===== Supplied information =====

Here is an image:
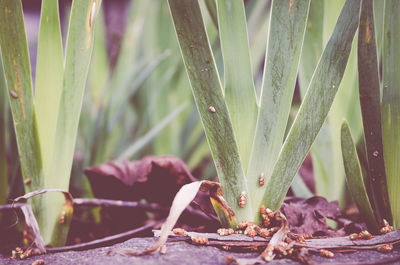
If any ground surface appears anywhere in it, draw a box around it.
[1,237,400,265]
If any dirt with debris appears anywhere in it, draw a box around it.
[1,237,400,265]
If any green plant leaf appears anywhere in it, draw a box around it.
[358,0,391,223]
[262,0,361,210]
[44,0,102,246]
[116,102,187,161]
[204,0,218,29]
[34,0,64,176]
[86,8,108,111]
[217,0,258,172]
[168,0,253,222]
[0,52,8,206]
[382,0,400,228]
[246,0,270,94]
[298,0,324,97]
[0,0,44,209]
[373,0,385,62]
[341,120,378,230]
[247,0,310,215]
[312,0,363,206]
[291,174,312,199]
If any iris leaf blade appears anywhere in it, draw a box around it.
[262,0,362,210]
[382,0,400,228]
[217,0,258,172]
[247,0,310,215]
[341,120,378,229]
[168,0,253,222]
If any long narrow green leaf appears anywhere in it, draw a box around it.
[358,0,391,223]
[116,102,187,161]
[0,52,7,206]
[373,0,385,61]
[246,0,270,94]
[341,121,378,230]
[204,0,218,29]
[86,8,108,112]
[44,0,102,246]
[291,174,312,198]
[34,0,64,176]
[382,0,400,228]
[298,0,324,97]
[168,0,253,222]
[217,0,258,172]
[0,0,44,208]
[247,0,310,215]
[262,0,361,210]
[313,0,363,206]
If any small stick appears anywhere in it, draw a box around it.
[0,203,26,211]
[73,198,168,212]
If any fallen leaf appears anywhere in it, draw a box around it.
[281,196,341,235]
[85,156,197,204]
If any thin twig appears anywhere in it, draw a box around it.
[0,203,26,211]
[46,221,161,253]
[73,198,168,212]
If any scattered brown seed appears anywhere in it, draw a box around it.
[320,249,334,258]
[380,226,390,234]
[259,173,265,186]
[258,228,270,238]
[260,205,267,215]
[31,259,45,265]
[377,244,393,253]
[237,221,253,230]
[359,230,372,240]
[296,234,306,243]
[217,228,234,236]
[208,106,216,113]
[10,90,18,99]
[349,233,359,240]
[24,178,31,185]
[191,236,208,245]
[244,225,257,238]
[266,208,274,219]
[302,233,312,239]
[238,192,247,207]
[173,228,188,236]
[380,219,394,234]
[263,217,271,227]
[383,219,389,227]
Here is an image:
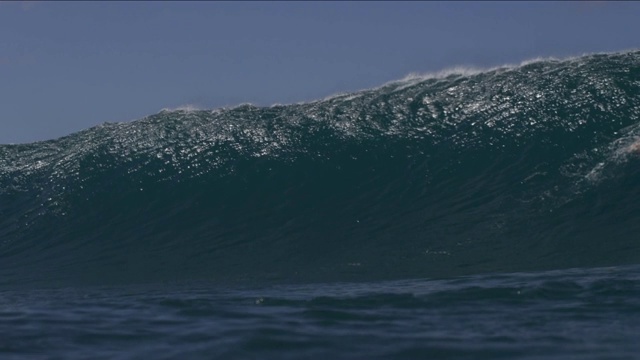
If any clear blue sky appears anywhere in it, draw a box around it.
[1,1,639,144]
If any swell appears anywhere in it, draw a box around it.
[1,51,640,287]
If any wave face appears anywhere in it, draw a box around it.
[2,51,640,287]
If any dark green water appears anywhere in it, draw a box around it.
[1,50,640,358]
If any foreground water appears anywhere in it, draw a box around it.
[2,265,639,359]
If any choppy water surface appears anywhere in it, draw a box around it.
[2,265,640,359]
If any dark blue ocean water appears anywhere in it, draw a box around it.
[1,50,640,358]
[2,265,640,359]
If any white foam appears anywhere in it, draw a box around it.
[623,140,640,155]
[318,51,629,104]
[158,49,640,115]
[584,122,640,184]
[160,104,202,112]
[613,135,640,160]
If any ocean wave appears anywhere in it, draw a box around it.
[1,50,640,288]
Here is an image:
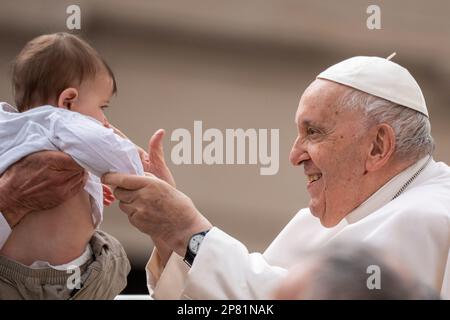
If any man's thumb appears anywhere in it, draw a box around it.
[148,129,165,163]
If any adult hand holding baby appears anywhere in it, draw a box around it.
[102,171,211,261]
[0,151,87,227]
[103,129,208,265]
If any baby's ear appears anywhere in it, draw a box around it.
[57,88,78,110]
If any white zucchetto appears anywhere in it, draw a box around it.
[317,56,428,117]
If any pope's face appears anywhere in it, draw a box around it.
[290,79,371,227]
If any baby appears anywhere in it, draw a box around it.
[0,33,145,299]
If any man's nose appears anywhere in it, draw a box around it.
[289,137,310,166]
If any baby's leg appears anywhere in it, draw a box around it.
[0,190,95,266]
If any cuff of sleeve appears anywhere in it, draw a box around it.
[0,212,12,249]
[146,248,190,299]
[184,227,287,299]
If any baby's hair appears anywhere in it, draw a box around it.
[12,32,117,112]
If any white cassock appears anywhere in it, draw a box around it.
[146,155,450,299]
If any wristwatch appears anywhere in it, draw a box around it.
[184,230,210,267]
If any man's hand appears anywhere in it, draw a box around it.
[0,151,87,227]
[102,172,212,258]
[104,126,179,263]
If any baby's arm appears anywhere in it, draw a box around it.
[107,124,177,188]
[49,112,144,177]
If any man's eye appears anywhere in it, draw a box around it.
[306,127,319,135]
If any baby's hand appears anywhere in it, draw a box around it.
[103,184,115,206]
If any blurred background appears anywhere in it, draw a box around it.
[0,0,449,293]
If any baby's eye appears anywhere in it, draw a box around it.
[100,105,109,110]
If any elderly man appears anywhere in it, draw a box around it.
[102,56,450,299]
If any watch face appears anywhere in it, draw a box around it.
[189,234,204,254]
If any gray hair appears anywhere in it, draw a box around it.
[337,88,434,162]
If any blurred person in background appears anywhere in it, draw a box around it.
[272,244,441,300]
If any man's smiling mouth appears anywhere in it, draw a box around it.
[307,173,322,184]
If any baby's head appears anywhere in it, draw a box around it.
[12,32,116,125]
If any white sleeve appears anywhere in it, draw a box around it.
[441,250,450,299]
[49,112,144,177]
[0,212,12,249]
[146,227,288,299]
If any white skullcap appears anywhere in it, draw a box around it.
[317,56,428,117]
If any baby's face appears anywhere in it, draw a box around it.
[71,71,114,126]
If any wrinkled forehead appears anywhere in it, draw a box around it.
[295,79,351,125]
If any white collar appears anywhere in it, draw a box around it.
[345,155,432,224]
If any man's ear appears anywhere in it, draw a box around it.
[365,123,396,172]
[57,88,78,110]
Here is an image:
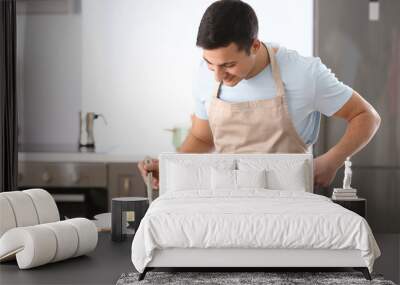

=====

**Work to complete:** The finished copy should match the data above word for word and contain no pictures.

**Output for this task:**
Here is an image:
If any ground surface appears anywhere in it, draw a box around it.
[1,237,400,265]
If any dirt with debris appears anywhere in it, draw a box around it.
[1,237,400,265]
If any green plant leaf appears anywhere in it, draw a box around it.
[358,0,391,223]
[262,0,361,210]
[44,0,102,246]
[116,102,187,161]
[204,0,218,29]
[34,0,64,176]
[86,8,108,111]
[217,0,258,172]
[168,0,253,222]
[0,52,8,206]
[382,0,400,228]
[246,0,270,94]
[298,0,324,97]
[0,0,44,209]
[373,0,385,62]
[341,120,378,230]
[247,0,310,215]
[312,0,363,206]
[291,174,312,199]
If any iris leaf blade appears anywhere in it, draw a box around it.
[262,0,362,210]
[382,0,400,228]
[217,0,258,172]
[247,0,310,215]
[341,120,378,229]
[168,0,253,222]
If any long narrow green leaf appears anywhere in it, draw a box around it.
[358,0,391,223]
[116,102,187,161]
[0,52,7,206]
[373,0,385,61]
[246,0,270,94]
[341,121,378,230]
[204,0,218,29]
[86,8,108,112]
[44,0,102,246]
[291,174,312,198]
[34,0,64,176]
[382,0,400,228]
[298,0,324,97]
[168,0,253,222]
[217,0,258,172]
[0,0,44,208]
[247,0,310,215]
[262,0,361,210]
[313,0,363,206]
If any small stick appears anywhere in it, draw a box around it.
[0,203,26,211]
[73,198,168,212]
If any fallen leaf appears anywhere in it, draw a box around it.
[281,196,341,235]
[85,156,197,204]
If any thin twig appears anywhere in it, draw a box around it.
[0,203,26,211]
[46,221,161,253]
[73,198,168,212]
If any scattered brown seed appears anywhere in it, draw a box around it.
[320,249,334,258]
[380,226,390,234]
[259,173,265,186]
[258,228,270,238]
[260,205,267,215]
[31,259,45,265]
[377,244,393,253]
[237,221,253,230]
[359,230,372,240]
[296,234,306,243]
[217,228,234,236]
[208,106,216,113]
[10,90,18,99]
[349,233,359,240]
[24,178,31,185]
[191,236,208,245]
[244,225,257,238]
[266,208,274,219]
[302,233,312,239]
[238,192,247,207]
[173,228,188,236]
[380,219,394,234]
[263,217,271,227]
[383,219,389,227]
Here is an image:
If any clear blue sky appears anywhere in it, draw a box around it.
[1,1,639,144]
If any swell appears anywhere in it, draw a box around it.
[1,51,640,287]
If any wave face appears anywhere in it, draw a box around it.
[2,51,640,287]
If any dark green water appears anywhere in it, draw a box around it.
[1,50,640,358]
If any foreground water appears anywhere in it, draw a box around it.
[2,265,639,359]
If any choppy water surface appears anywhere in it, draw a box around it.
[2,265,640,359]
If any dark blue ocean water appears anywhere in it, draw a box around it.
[1,50,640,358]
[2,265,640,359]
If any white foam appears anywhere in it, draw a box around it.
[623,140,640,155]
[318,51,629,104]
[158,49,640,115]
[584,122,640,184]
[160,104,202,112]
[613,135,640,160]
If any ocean wave appears anywhere in it, draw a box around it.
[1,50,640,288]
Here is an image:
If any man's thumb appears anywhere in it, draw a box around it.
[148,129,165,163]
If any adult hand holding baby appears anywhere in it, draw a box around it.
[102,171,211,261]
[0,151,87,227]
[103,129,208,265]
If any baby's ear appears anywhere in it, draw a box around it.
[57,88,78,110]
If any white zucchetto appears anywhere in it, draw a box around it.
[317,56,428,117]
If any pope's face appears anywhere in it, draw a box around it.
[290,79,371,227]
If any baby appears anywhere in it, draw a box around it.
[0,33,145,299]
If any man's nose appears anywhere in it, draw a box around it.
[289,137,310,166]
If any baby's leg appears anywhere in it, draw a box around it.
[0,190,95,266]
If any cuff of sleeve appears anywhere in it, draw a box around it.
[0,212,12,249]
[146,248,190,299]
[184,227,287,299]
If any baby's hair appears anywhere in it, draw a box around it.
[12,32,117,112]
If any white cassock appears anywhere in it, draw a box around it.
[146,155,450,299]
If any wristwatch appears anywhere in it, draw a box around it.
[184,230,210,267]
If any man's hand appears anywhere in it, draw a box around it.
[0,151,87,227]
[102,172,212,258]
[104,126,179,263]
If any baby's arm appears anywhere in it, draw a box around it.
[107,124,177,188]
[49,112,144,177]
If any man's eye appears anywhere in it, draw a box around it.
[306,127,319,135]
If any baby's hand appears anywhere in it, draw a box around it.
[103,184,115,206]
If any blurred background appears anywhere in it, draw a box around it.
[0,0,449,293]
If any baby's eye appears anywhere in it, draw a box around it.
[100,105,109,110]
If any elderly man appears anywhere in it, draw a box around it.
[102,56,450,299]
If any watch face appears anywhere in it, draw a box around it.
[189,234,204,254]
If any gray hair appears anywhere in it, draw a box around it.
[337,88,434,162]
If any blurred person in background appears anywhere in it, draw a box around it.
[272,244,441,300]
If any man's smiling mouth appears anywhere in it, draw a box around it.
[307,173,322,184]
If any baby's head appears anywhere in it, draw a box around it.
[12,32,116,125]
If any white sleeve appears anywhere in it, draw a box around it.
[441,250,450,299]
[49,112,144,177]
[0,212,12,249]
[146,227,288,299]
If any white skullcap appears anywhere in it, draw a box around it.
[317,56,428,117]
If any baby's face appears anywhere in it, draw a box around it.
[71,71,114,126]
If any wrinkled forehead appears anywhere in it, draw a box around it.
[295,79,351,125]
If any white collar appears anywhere in it, draw a box around it.
[345,155,432,224]
If any man's ear appears anywhere in it, draw a box around it.
[365,123,396,172]
[57,88,78,110]
Here is an image:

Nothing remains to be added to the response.